> [DIRECTIONS]
In everything from the first of the lines below down to the one containing "[136,30,636,228]", change "detect" to "spot" and leave the rest untouched. Write out those lines with the change made, omitting the pictures.

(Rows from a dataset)
------------------------

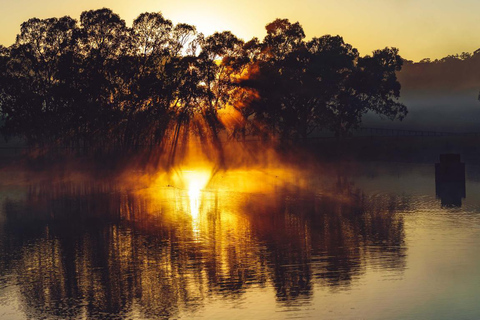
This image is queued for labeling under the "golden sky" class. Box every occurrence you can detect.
[0,0,480,61]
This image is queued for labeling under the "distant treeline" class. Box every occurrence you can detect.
[0,9,407,148]
[398,49,480,92]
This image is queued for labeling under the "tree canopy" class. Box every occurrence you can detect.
[0,8,407,148]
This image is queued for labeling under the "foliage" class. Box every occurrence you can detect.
[0,8,407,149]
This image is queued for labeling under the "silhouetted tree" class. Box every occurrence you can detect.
[0,8,408,152]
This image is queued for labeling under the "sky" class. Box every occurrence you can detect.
[0,0,480,61]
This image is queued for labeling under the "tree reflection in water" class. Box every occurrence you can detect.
[1,175,408,319]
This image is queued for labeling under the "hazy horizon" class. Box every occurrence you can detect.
[0,0,480,61]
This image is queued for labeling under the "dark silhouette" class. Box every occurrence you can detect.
[435,154,466,207]
[0,8,407,158]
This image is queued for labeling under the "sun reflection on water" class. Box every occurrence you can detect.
[182,170,210,222]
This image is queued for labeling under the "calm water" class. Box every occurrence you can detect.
[0,163,480,319]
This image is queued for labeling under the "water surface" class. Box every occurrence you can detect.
[0,162,480,319]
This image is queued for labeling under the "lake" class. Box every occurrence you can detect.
[0,161,480,319]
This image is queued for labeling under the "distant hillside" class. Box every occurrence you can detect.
[362,49,480,132]
[398,49,480,94]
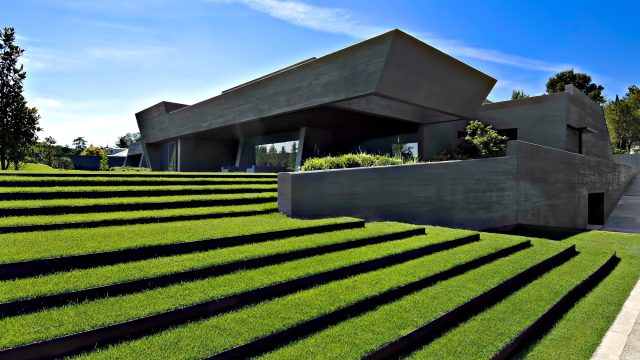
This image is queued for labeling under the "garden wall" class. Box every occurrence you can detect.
[278,141,635,229]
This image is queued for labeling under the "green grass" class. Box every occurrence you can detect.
[255,238,563,359]
[2,172,277,177]
[0,201,278,227]
[0,171,640,359]
[410,250,610,359]
[0,222,416,303]
[0,234,460,348]
[1,163,60,175]
[80,233,514,359]
[0,183,278,194]
[0,214,355,263]
[0,192,278,209]
[525,231,640,359]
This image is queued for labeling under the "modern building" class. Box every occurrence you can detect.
[136,30,636,228]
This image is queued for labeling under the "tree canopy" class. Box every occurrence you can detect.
[0,28,42,170]
[511,90,529,100]
[547,69,606,104]
[116,132,141,149]
[604,85,640,153]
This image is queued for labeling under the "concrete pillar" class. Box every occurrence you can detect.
[296,127,332,167]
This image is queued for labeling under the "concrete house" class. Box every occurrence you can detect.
[136,30,635,228]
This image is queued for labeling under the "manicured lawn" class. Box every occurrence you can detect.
[0,214,356,263]
[84,236,524,359]
[0,183,277,194]
[0,222,416,303]
[0,192,278,209]
[0,171,640,359]
[0,173,276,185]
[0,201,278,227]
[0,236,460,348]
[263,239,564,359]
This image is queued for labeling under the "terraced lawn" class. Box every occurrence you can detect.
[0,171,640,359]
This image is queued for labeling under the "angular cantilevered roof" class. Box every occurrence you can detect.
[136,30,496,142]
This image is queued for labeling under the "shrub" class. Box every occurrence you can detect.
[53,156,73,170]
[300,153,402,171]
[100,151,109,171]
[458,120,509,158]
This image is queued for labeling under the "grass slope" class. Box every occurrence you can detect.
[0,236,460,349]
[0,214,356,263]
[0,222,416,302]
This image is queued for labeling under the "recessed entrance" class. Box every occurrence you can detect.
[587,193,604,225]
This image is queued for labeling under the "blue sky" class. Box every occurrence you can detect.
[0,0,640,145]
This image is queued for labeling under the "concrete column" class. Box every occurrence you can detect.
[296,127,332,167]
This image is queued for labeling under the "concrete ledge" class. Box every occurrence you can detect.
[591,281,640,360]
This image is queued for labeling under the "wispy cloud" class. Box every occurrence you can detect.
[208,0,576,72]
[86,45,171,60]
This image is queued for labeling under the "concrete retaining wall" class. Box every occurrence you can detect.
[278,141,635,229]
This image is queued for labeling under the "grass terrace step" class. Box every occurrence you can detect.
[0,214,363,264]
[0,221,364,280]
[0,229,476,356]
[411,254,608,359]
[524,231,640,359]
[0,202,278,234]
[0,171,278,179]
[0,192,277,216]
[0,176,278,187]
[0,223,424,317]
[77,235,515,358]
[0,184,277,200]
[258,240,567,359]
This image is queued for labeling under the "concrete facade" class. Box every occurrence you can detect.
[136,30,496,171]
[278,141,635,229]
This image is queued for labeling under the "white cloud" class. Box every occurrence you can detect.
[29,98,62,109]
[208,0,576,72]
[86,45,170,60]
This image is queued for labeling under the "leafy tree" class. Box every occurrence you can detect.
[511,90,529,100]
[0,28,41,170]
[53,156,73,170]
[36,136,58,167]
[71,136,87,151]
[288,141,298,170]
[80,145,107,156]
[100,150,109,171]
[604,85,640,153]
[116,132,142,149]
[547,69,605,104]
[458,120,509,158]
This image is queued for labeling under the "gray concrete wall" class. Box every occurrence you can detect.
[478,93,568,150]
[179,137,238,171]
[565,85,613,160]
[278,157,516,228]
[507,141,635,228]
[278,141,635,229]
[613,154,640,171]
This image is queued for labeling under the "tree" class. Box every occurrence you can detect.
[37,136,58,167]
[116,132,142,149]
[604,85,640,153]
[71,136,87,151]
[0,28,41,170]
[289,141,298,170]
[80,145,107,156]
[100,150,109,171]
[547,69,605,105]
[511,90,529,100]
[458,120,509,158]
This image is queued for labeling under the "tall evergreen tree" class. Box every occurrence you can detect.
[547,69,605,105]
[0,28,41,170]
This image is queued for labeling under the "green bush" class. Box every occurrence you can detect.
[300,153,404,171]
[53,156,73,170]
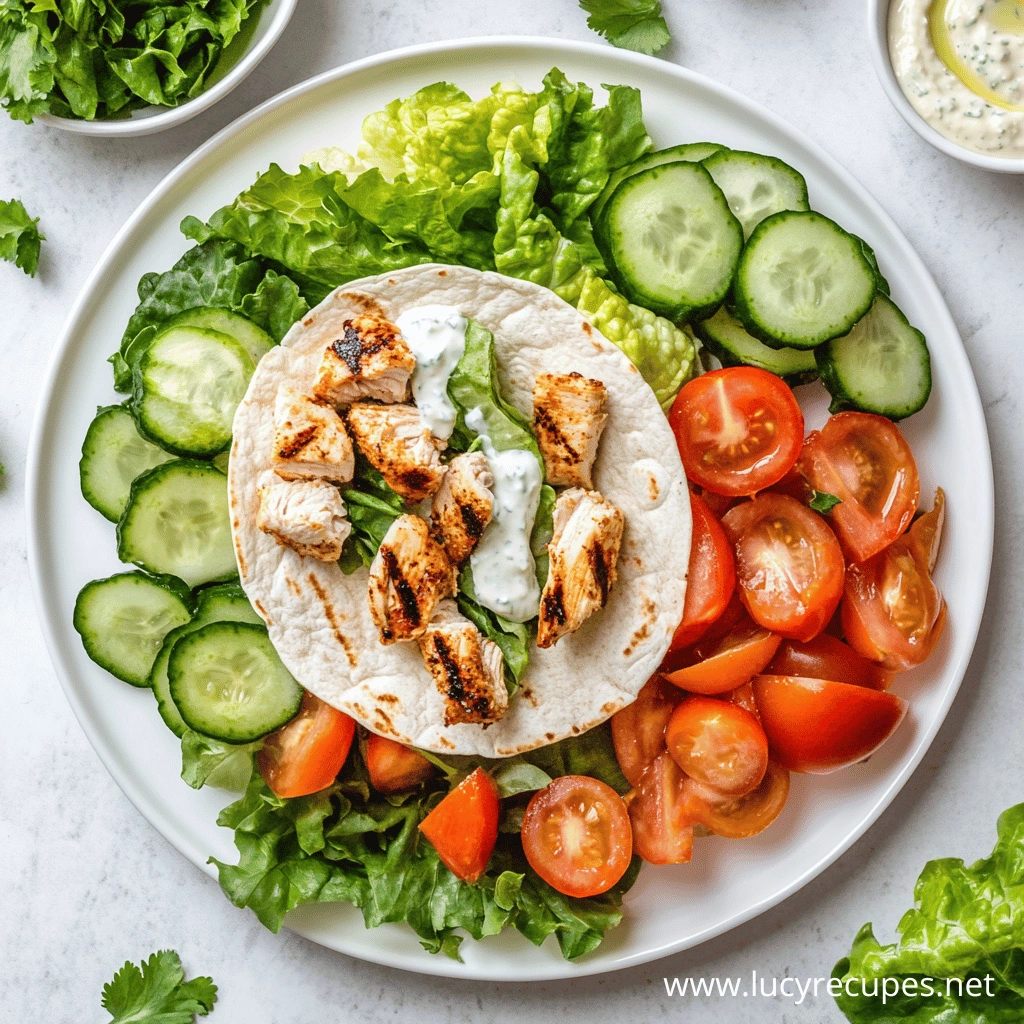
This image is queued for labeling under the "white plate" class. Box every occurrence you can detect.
[28,38,992,981]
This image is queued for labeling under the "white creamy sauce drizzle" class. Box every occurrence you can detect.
[466,409,544,623]
[395,306,469,441]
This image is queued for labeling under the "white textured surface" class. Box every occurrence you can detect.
[0,0,1024,1024]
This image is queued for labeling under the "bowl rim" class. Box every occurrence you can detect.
[36,0,298,138]
[867,0,1024,174]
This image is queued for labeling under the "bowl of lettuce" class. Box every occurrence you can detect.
[0,0,297,137]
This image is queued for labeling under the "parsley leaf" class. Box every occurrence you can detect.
[580,0,672,55]
[807,490,843,515]
[0,199,46,278]
[102,949,217,1024]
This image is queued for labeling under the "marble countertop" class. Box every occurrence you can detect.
[0,0,1024,1024]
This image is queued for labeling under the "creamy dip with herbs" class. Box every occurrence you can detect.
[889,0,1024,159]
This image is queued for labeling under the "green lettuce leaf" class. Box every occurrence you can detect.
[0,195,46,278]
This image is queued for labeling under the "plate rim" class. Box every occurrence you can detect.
[25,35,994,982]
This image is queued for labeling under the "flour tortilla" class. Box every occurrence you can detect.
[228,264,691,758]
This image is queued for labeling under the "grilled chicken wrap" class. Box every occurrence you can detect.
[228,265,690,757]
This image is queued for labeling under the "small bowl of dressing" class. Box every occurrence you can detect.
[867,0,1024,174]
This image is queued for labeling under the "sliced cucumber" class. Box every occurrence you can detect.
[168,623,302,743]
[150,583,262,737]
[132,327,256,455]
[693,306,818,387]
[591,142,725,222]
[118,459,238,587]
[703,150,811,239]
[78,406,174,522]
[734,211,876,348]
[814,295,932,420]
[73,572,195,686]
[596,163,743,321]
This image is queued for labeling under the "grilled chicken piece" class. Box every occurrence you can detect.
[537,487,625,647]
[368,515,456,644]
[420,601,509,725]
[273,384,355,483]
[534,374,608,490]
[256,480,352,562]
[430,452,495,565]
[348,401,444,502]
[313,313,416,409]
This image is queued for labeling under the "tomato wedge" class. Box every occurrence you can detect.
[366,733,434,793]
[797,413,921,562]
[522,775,633,897]
[669,367,804,497]
[665,696,768,797]
[722,494,843,640]
[611,676,683,785]
[420,768,500,882]
[843,488,946,672]
[765,633,892,690]
[626,754,693,864]
[670,494,736,650]
[754,676,907,774]
[663,614,782,696]
[256,690,355,799]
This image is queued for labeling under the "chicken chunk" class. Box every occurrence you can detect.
[368,515,456,644]
[348,401,444,502]
[534,373,608,490]
[313,313,416,409]
[537,487,625,647]
[420,601,509,725]
[256,480,352,562]
[273,384,355,483]
[430,452,495,565]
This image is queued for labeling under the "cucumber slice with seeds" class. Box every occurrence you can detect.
[595,163,743,322]
[73,572,195,686]
[118,459,238,587]
[814,295,932,420]
[733,212,876,348]
[78,406,174,522]
[702,150,811,239]
[167,623,302,743]
[131,327,256,455]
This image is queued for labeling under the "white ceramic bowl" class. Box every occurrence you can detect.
[867,0,1024,174]
[36,0,298,138]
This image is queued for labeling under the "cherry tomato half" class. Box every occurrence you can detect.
[797,413,921,562]
[843,489,946,672]
[256,690,355,799]
[670,494,736,650]
[611,676,683,785]
[366,733,434,793]
[420,768,501,882]
[665,696,768,797]
[522,775,633,897]
[722,494,843,640]
[669,367,804,496]
[754,676,907,774]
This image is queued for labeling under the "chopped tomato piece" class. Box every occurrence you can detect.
[420,768,501,882]
[765,633,892,690]
[367,733,434,793]
[670,494,736,650]
[665,696,768,797]
[797,413,921,562]
[256,690,355,799]
[722,494,843,640]
[843,489,946,672]
[611,676,683,785]
[754,676,907,774]
[669,367,804,497]
[522,775,633,897]
[627,754,693,864]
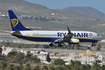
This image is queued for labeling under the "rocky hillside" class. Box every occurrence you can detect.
[63,7,105,19]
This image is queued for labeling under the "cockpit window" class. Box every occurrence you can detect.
[97,34,99,36]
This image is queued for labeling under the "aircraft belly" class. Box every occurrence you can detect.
[13,35,59,42]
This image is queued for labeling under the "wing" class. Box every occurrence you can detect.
[0,30,11,33]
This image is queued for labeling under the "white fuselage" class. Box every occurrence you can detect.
[11,30,102,43]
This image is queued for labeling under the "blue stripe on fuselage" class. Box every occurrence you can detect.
[12,34,98,43]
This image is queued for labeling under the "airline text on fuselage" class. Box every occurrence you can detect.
[57,32,92,37]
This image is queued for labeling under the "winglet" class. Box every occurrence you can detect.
[67,26,72,34]
[8,10,31,31]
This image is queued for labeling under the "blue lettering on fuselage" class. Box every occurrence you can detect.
[57,32,89,37]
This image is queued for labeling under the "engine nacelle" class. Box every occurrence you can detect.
[69,39,79,44]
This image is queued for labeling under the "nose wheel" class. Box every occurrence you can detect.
[49,43,54,47]
[91,43,96,46]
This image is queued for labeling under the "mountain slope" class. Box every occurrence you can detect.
[63,7,105,19]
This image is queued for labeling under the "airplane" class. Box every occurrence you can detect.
[5,10,102,47]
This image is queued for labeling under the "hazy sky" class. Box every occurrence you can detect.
[25,0,105,13]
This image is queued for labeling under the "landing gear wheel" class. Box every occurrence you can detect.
[58,43,62,47]
[91,43,96,46]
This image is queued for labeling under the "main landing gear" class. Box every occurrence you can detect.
[91,43,96,46]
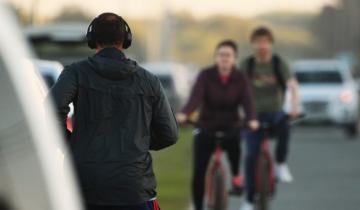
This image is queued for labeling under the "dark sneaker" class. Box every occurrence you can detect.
[229,176,244,196]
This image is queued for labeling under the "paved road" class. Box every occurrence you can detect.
[230,127,360,210]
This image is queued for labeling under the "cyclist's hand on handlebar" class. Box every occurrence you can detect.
[289,108,301,119]
[176,112,188,124]
[248,120,260,131]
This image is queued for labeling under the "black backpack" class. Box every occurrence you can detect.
[245,55,287,94]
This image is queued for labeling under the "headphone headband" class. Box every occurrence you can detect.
[86,14,132,49]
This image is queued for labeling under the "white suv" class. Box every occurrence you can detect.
[293,60,359,136]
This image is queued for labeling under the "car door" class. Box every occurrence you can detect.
[0,4,82,210]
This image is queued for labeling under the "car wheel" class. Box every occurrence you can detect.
[345,122,359,138]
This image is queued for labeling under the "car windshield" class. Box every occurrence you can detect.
[42,74,55,88]
[158,75,174,89]
[296,70,343,84]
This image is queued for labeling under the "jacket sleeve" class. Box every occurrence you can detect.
[47,67,77,139]
[182,71,205,115]
[241,73,256,121]
[150,78,179,150]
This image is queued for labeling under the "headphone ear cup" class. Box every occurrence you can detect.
[86,32,96,49]
[123,32,132,49]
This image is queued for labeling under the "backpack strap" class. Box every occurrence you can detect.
[272,54,287,93]
[245,56,256,78]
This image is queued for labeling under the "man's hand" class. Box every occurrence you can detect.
[248,120,260,131]
[290,107,300,119]
[176,112,188,124]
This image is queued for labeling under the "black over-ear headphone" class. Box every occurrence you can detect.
[86,15,132,49]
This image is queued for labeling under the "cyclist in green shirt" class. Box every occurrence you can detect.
[241,27,299,210]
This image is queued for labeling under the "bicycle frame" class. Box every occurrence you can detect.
[206,133,228,210]
[255,132,276,197]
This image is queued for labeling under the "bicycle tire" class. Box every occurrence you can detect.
[257,154,271,210]
[213,169,227,210]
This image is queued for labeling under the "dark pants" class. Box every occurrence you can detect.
[245,112,290,202]
[86,200,160,210]
[192,129,241,210]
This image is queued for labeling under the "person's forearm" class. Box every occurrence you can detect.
[289,80,299,112]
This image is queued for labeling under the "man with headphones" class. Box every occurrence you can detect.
[50,13,178,210]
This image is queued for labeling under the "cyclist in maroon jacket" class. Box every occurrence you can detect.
[177,40,258,210]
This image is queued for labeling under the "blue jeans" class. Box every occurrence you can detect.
[245,112,290,202]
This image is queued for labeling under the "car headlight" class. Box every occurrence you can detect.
[340,90,354,104]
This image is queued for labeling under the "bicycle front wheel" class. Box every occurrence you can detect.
[214,170,227,210]
[257,155,271,210]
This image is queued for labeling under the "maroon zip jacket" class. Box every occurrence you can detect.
[182,66,256,130]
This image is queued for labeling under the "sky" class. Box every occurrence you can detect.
[8,0,338,18]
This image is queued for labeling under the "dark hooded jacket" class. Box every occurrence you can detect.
[50,48,178,205]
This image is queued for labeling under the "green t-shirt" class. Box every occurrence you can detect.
[241,56,293,113]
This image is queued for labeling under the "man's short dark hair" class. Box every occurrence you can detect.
[93,13,126,45]
[216,39,238,55]
[250,26,275,42]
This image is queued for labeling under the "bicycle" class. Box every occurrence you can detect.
[206,131,228,210]
[255,114,305,210]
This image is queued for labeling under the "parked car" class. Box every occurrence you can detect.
[33,59,74,131]
[143,62,192,111]
[0,1,82,210]
[33,59,64,88]
[293,60,359,136]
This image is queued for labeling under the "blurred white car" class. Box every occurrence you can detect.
[0,1,82,210]
[293,60,359,135]
[34,59,64,88]
[143,62,192,111]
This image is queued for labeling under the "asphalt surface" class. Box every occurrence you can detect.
[229,127,360,210]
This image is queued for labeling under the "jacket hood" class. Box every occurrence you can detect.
[89,48,137,80]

------------------------

> [SOLUTION TO THIS EXERCISE]
This image is queued for labeling under the "golden sky" class. Box every occurrence you can spot.
[0,0,480,61]
This image is queued for labeling under the "distant treeline" class. Box every occurrence you can spot.
[0,9,407,148]
[398,49,480,92]
This image is queued for labeling under the "tree canopy" class. Box every occurrence you can spot.
[0,8,407,148]
This image is queued for labeling under the "foliage" class. Box every occurrence you can spot.
[0,8,407,149]
This image is queued for labeling under the "silhouetted tree" class. Box every occurrence you can spot.
[0,8,408,152]
This image is queued for labeling under the "sky" class. Box every occurrence you can spot.
[0,0,480,61]
This image is queued for labeling under the "tree reflection in water" class. Box every occurrence you can spot.
[1,175,408,319]
This image is queued for labeling under the "hazy horizon" class. Box every occurrence you can spot.
[0,0,480,61]
This image is queued for labeling under the "dark silhouette" class. Box every occurrence you can spot.
[435,154,466,207]
[0,8,407,158]
This image is queued for labeling under the "sun reflection on water" class. Box every occurrence you can spot.
[182,170,210,222]
This image is queued for labeling under the "calm water" class. Box every occurrence you can spot.
[0,163,480,319]
This image is queued for labeling under the "water surface" class. Box every occurrence you can spot.
[0,162,480,319]
This image is queued for labeling under the "lake" class. Box every occurrence you can spot.
[0,161,480,319]
This image is queued for labeling under the "distant hillside" class. Box every occurrence you can spot.
[362,49,480,132]
[398,49,480,94]
This image is queued for labeling under the "garden wall" class. Box every occurrence you can spot.
[278,141,635,229]
This image is queued for labeling under the "green grass" class. Box every occurrence you can spot.
[255,238,563,359]
[2,172,277,177]
[0,201,278,227]
[0,171,640,359]
[410,250,610,359]
[0,222,416,303]
[0,234,460,348]
[1,163,60,175]
[80,233,514,359]
[0,183,278,194]
[0,214,355,263]
[0,192,278,209]
[525,231,640,359]
This image is queued for labeling under the "modern building" class. Box every occurrence you can spot.
[136,30,636,228]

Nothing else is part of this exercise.